====== Teks Sumber

Tak pernah ada perang untuk perang. Ada banyak bangsa yang berperang bukan hendak keluar sebagai pemenang. Mereka turun ke medan perang dan berguguran berkeping-keping seperti bangsa Aceh sekarang ini...ada sesuatu yang dibela, sesuatu yang lebih berharga daripada hanya mati, hidup atau kalah-menang. 

Surat-surat Miriam de la Croix dan Sarah de la Croix pada Minke juga luar biasa. Bisa saya lihat betapa jahat bangsa Eropa dan betapa menyedihkan bangsa Indonesia. Betul, katanya. Tombak melawan peluru, bagaimana bisa menang? Belanda itu begitu tidak adil. 

"Tidak, sayang. Di Nederland ada segalanya. Semua saja yang Juffrouw inginkan bisa diperoleh."

"Kalau di Nederland sana ada segalanya, untuk apa orang Eropa datang kemari?"

Memang betul. Orang Eropa hanya bisa merampok milik bangsa lain. Dan karena bangsa Indonesia masih bodoh dan tidak sekolah, jadilah mereka dijajah begitu lama.

============

Daftar Tugas =
**a.** Sebutkan setiap baris data yang memuat untaian "segment", dengan membedakan huruf besar dan huruf kecil.
**b.** Tuliskan lanjutan teks sumber tentang penjajahan bangsa Eropa, dimulai setelah kalimat terakhirnya.
Teks sumber dan data merupakan dua bahan yang berdiri sendiri.

====== Data Latihan

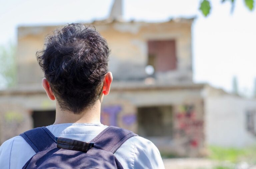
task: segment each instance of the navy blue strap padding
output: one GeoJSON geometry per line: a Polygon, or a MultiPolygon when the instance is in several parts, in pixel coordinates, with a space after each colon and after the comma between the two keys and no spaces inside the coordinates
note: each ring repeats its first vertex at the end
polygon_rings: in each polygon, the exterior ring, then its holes
{"type": "Polygon", "coordinates": [[[94,147],[114,153],[126,141],[138,135],[128,130],[110,126],[101,132],[90,142],[94,147]]]}
{"type": "Polygon", "coordinates": [[[55,137],[45,127],[29,130],[20,135],[37,153],[57,147],[55,137]]]}

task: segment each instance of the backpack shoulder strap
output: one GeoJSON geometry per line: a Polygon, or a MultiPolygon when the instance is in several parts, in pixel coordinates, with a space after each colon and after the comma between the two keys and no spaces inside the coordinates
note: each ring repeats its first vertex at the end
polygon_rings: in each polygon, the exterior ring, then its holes
{"type": "Polygon", "coordinates": [[[55,137],[45,127],[27,131],[20,135],[26,140],[36,153],[57,147],[55,137]]]}
{"type": "Polygon", "coordinates": [[[90,142],[94,147],[114,153],[127,140],[138,135],[123,128],[110,126],[102,131],[90,142]]]}

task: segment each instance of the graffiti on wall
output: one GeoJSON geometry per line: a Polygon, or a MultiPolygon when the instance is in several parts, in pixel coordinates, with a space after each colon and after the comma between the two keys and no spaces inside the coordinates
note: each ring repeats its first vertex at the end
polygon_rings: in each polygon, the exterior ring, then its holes
{"type": "Polygon", "coordinates": [[[180,106],[175,114],[176,137],[185,138],[185,145],[197,148],[202,140],[203,121],[197,116],[195,105],[180,106]]]}
{"type": "Polygon", "coordinates": [[[126,126],[133,125],[137,120],[136,115],[134,113],[122,113],[123,109],[120,105],[104,107],[101,112],[101,123],[107,125],[117,126],[119,126],[119,123],[126,126]]]}

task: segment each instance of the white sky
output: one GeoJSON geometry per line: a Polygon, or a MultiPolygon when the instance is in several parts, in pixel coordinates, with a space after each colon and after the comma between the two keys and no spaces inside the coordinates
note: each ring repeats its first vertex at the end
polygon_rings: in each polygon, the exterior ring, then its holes
{"type": "MultiPolygon", "coordinates": [[[[194,79],[227,91],[237,77],[240,92],[251,94],[256,78],[256,11],[237,0],[231,14],[229,2],[211,0],[205,18],[199,0],[124,0],[124,18],[164,21],[197,16],[192,29],[194,79]]],[[[16,43],[19,25],[88,22],[107,17],[113,0],[0,0],[0,45],[16,43]]],[[[0,79],[0,86],[1,80],[0,79]]]]}

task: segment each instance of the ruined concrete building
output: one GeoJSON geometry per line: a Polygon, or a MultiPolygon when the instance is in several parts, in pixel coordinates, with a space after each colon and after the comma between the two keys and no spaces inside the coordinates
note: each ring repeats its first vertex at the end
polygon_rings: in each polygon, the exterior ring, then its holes
{"type": "MultiPolygon", "coordinates": [[[[193,82],[193,19],[126,22],[121,0],[94,25],[111,49],[114,82],[101,122],[151,140],[162,154],[200,156],[207,145],[242,146],[255,141],[256,102],[193,82]]],[[[55,103],[41,87],[36,52],[58,27],[18,28],[18,84],[0,91],[0,141],[54,121],[55,103]]]]}

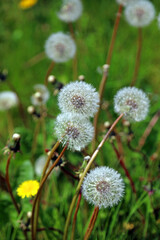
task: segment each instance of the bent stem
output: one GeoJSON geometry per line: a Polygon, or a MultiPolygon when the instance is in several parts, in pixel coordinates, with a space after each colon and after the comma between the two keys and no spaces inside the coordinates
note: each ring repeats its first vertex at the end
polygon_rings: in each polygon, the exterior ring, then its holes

============

Jawaban Tiap Tugas =
**a.**
task: segment each instance of the navy blue strap padding
task: segment each instance of the backpack shoulder strap
task: segment each instance of the graffiti on wall
task: segment each instance of the white sky
task: segment each instance of the ruined concrete building
task: segment each instance of the bent stem

**b.**
Di akhir cerita, Minke tak bisa melawan hukum Belanda. Ia yang tadinya memuja ilmu Eropa karena disekolahkan di sekolah Belanda jadi membenci ilmu-ilmu yang dipelajarinya. Dia pikir dengan darah pribumi ningrat (ayahnya bupati) dan latar belakang pendidikannya, ia bisa diperlakukan adil secara hukum. Punya privilege begitu. Tapi ia salah. Selamanya pribumi tetaplah di bawah.

Humanisme, feminisme, dan pembelaan terhadap HAM sangat kuat dalam buku ini. Luar biasa bagaimana Pramoedya Ananta Toer bisa menuliskan itu semua dalam sebuah buku.

Lima bintang!!!

Dreamer is going crazy... Eight months left zzzz....


:)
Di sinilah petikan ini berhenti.